If it wasn't clear enough from bothparts of our ADE coverage, this year's festival had a far-reaching roster of artists, including some absolutely legendary names, of which the DJ, (former) producer, label head, and all-around electronic-music guru Derrick May was one of the biggest. At this point in his career, May really has a lot of knowledge to share, and he enthusiastically did so over two ADE panel discussions (one of which was a Q&A with fellow Midwestern pioneer Frankie Knuckles, who also sat down with us for five minutes) with a focus on the past and future of electronic music as well as the current state of dance music in the US. Once we finally got a chance to sit down with the man (who, by the way, will be bringing his Hi-Tek Soul tour with Kevin Saunderson to Seattle, San Francisco, and LA in early November), we continued to delve into these subjects.
XLR8R: What do you think has made it harder for US cities to have really substantial scenes in the last few years?
Derrick May: The fact that promoters are at a super small quantity. [Artists] are going to have to reach out and show the initiative to make their own gigs, like I did when I was younger. When I was first starting out, I did my own parties. If there was a party, I did it myself. But things can cultivate. Even myself, I need to go back and put something into my community. I can't expect a flower to grow without water. I've got the water and I need to utilize the opportunity to help that flower grow.
Was there something that made the dance-music culture catch on more in other places than in the States?
It wasn't a viable business venture for the American music market, so they simply turned their back on it. Canada, on the other hand, especially Montreal, has always had a dance-music culture. Toronto for quite a while had one, but things have changed there quite a bit, but you still can find clubs. Maybe it's not your club of choice, but you can still find clubs. In the States, except for Chicago, San Francisco, and New York, the country's dry.
So, you're back in Detroit now?
Yeah, I've been back for a few years. But I'm on the road all the time, so I thought it would be a good thing to go back home and put some energy into that.
Does that mean you're putting together parties and such there?
Not really. I'm going to start developing these things. Myself, Richie [Hawtin], Jeff [Mills], everybody's gone. We've left it kind of high and dry, so we can't hold anybody responsible for what's happening in Detroit. It's our fault.
And now you're trying to give back to Detroit's musical community.
Well, we have to, otherwise we'll be responsible for what happens to the community. We will have fucked it up.
Do you think there's a new generation in Detroit, guys like Kyle Hall, who are carrying the torch for the city's music scene?
It's not enough. Kyle [Hall] is one guy and he shouldn't be responsible for carrying the torch. He should just be able to play his music and have fun. Rolando took a step back cause he didn't want to be that guy. He just wanted to make his music.
Do you have any new projects in the works?
I am busy with trying to figure out what I'm going to be busy with.
How did you find out about new artists? Do you see them play clubs?
You know what, I don't go to clubs anymore cause I live in this world, so when I'm not working, I don't go out.
It's no longer an escape for you?
Hell no. [Laughs] No way.
Then how do you find new music?
It's genetic and impulsive for me. I find music and music finds me. It's always going to be like that.

WORK TO COMPLETE |
• A. Quote the Derrick May interview from "XLR8R: What do" up to and including "that flower grow.".
• B. Answer these questions on the Derrick May interview:
(i) With which fellow Midwestern pioneer did May do a Q&A at ADE?
(ii) Which three cities will the Hi-Tek Soul tour visit in early November?
(iii) Which three US cities does May exclude when he says the country is dry?
The records that come after the interview are separate material and have no connection to it.

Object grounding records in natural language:
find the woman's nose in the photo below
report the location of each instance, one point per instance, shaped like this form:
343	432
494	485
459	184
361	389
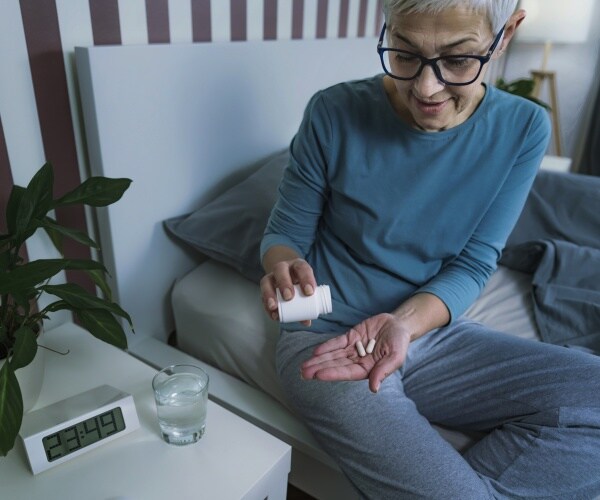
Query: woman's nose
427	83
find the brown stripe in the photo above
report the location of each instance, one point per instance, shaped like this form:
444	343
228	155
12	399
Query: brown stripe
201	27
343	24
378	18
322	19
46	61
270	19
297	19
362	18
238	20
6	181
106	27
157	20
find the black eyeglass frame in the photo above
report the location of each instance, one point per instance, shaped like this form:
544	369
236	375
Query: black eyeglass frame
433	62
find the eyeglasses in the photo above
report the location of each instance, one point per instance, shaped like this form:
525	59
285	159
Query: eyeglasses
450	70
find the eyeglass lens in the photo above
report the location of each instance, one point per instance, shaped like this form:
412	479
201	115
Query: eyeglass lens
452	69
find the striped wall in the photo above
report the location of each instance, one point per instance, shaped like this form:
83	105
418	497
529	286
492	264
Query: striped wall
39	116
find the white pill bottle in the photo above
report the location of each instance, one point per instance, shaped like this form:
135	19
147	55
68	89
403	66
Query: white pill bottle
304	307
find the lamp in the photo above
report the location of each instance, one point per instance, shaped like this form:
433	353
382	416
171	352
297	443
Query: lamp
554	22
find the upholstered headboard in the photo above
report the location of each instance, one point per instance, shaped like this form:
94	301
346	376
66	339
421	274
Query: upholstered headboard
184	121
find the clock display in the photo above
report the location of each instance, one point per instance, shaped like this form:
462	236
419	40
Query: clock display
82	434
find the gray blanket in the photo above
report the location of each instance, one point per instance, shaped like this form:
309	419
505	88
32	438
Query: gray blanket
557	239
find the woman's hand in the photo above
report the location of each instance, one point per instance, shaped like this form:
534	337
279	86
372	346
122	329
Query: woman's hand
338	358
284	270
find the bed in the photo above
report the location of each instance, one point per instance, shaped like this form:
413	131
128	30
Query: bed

SOLUTIONS TO THE TASKS |
• A.
XLR8R: What do you think has made it harder for US cities to have really substantial scenes in the last few years?
Derrick May: The fact that promoters are at a super small quantity. [Artists] are going to have to reach out and show the initiative to make their own gigs, like I did when I was younger. When I was first starting out, I did my own parties. If there was a party, I did it myself. But things can cultivate. Even myself, I need to go back and put something into my community. I can't expect a flower to grow without water. I've got the water and I need to utilize the opportunity to help that flower grow.

• B.
(i) Frankie Knuckles
(ii) Seattle, San Francisco, and LA
(iii) Chicago, San Francisco, and New York